DOCUMENT PASSAGE
:::
= Place of safety =

Removal to a place of safety is a form of detention. It refers to a practice where an individual is temporarily taken to a designated location, such as a hospital, care facility, or shelter, when authorities determine that there is a risk to the individual’s health or safety, or a risk that the individual may cause harm to others. This intervention, is typically used in contexts such as mental health care, child protection, and immigration.

==Australia==
===Queensland===
As to Queensland, see sections 25 to 27 of the Mental Health Act 1974.

===Tasmania===
As to Tasmania, see sections 99 and 100 of the Mental Health Act 1963 (No 63).

==United Kingdom==
===England and Wales===
The term "place of safety" is a technical term used in mental health law in England and Wales. It is used in the Mental Health Act 1983, an Act of the Parliament of the United Kingdom that forms part of the mental health law of the jurisdiction of England and Wales.

Section 136 of the Act gives police officers the power to remove an apparently mentally disordered person who is in a public place and is apparently a danger to himself or to other people, to a "place of safety" where they may be assessed by a doctor.

Section 135 of the Act gives police powers to remove a person who is not in a public place to a place of safety after the issue of a warrant by a Justice of the Peace.

These provisions replace the corresponding provisions in sections 135 and 136 of the Mental Health Act 1959.

According to a unilateral statement by the Home Office, places of safety should typically be hospitals, other medical facilities, residential care homes or the home of a relative or friend of the person; police stations should only be used as a "place of safety" as a last resort.

In practice, local agreements between local authorities, NHS Trusts and police constabularies are in place, designating certain establishments as places of safety. The owners or managers of an establishment acting as a place of safety have a legal obligation to ensure that a detained person cannot leave the premises until he or she has been fully assessed, which may take up to 24 hours. Invariably, therefore, to ensure safeguarding of both the detained person and the public, places of safety are typically restricted to psychiatric hospitals and police custody suites, and tend to exclude open general hospital wards and accident and emergency departments. For the same reason, it is most unusual for friends' or relatives' homes to be designated places of safety.
:::
PROBLEM STATEMENT
Quote the place of safety text word for word, everything from "Section 136 of" down to "a last resort.".
:::
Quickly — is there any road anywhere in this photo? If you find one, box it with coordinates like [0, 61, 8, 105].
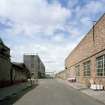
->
[0, 80, 104, 105]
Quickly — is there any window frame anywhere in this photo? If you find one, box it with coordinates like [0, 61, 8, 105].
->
[96, 54, 105, 77]
[83, 60, 91, 77]
[75, 65, 81, 76]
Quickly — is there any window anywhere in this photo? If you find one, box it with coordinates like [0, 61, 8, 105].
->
[96, 55, 105, 76]
[83, 61, 90, 76]
[75, 65, 80, 76]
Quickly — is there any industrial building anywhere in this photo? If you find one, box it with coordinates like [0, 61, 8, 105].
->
[65, 14, 105, 88]
[24, 54, 45, 79]
[0, 39, 30, 88]
[0, 39, 11, 87]
[11, 62, 30, 84]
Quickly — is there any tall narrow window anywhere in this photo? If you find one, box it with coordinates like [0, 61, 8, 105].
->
[75, 65, 80, 76]
[83, 61, 90, 76]
[96, 55, 105, 76]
:::
WORKED SOLUTION
Section 136 of the Act gives police officers the power to remove an apparently mentally disordered person who is in a public place and is apparently a danger to himself or to other people, to a "place of safety" where they may be assessed by a doctor.

Section 135 of the Act gives police powers to remove a person who is not in a public place to a place of safety after the issue of a warrant by a Justice of the Peace.

These provisions replace the corresponding provisions in sections 135 and 136 of the Mental Health Act 1959.

According to a unilateral statement by the Home Office, places of safety should typically be hospitals, other medical facilities, residential care homes or the home of a relative or friend of the person; police stations should only be used as a "place of safety" as a last resort.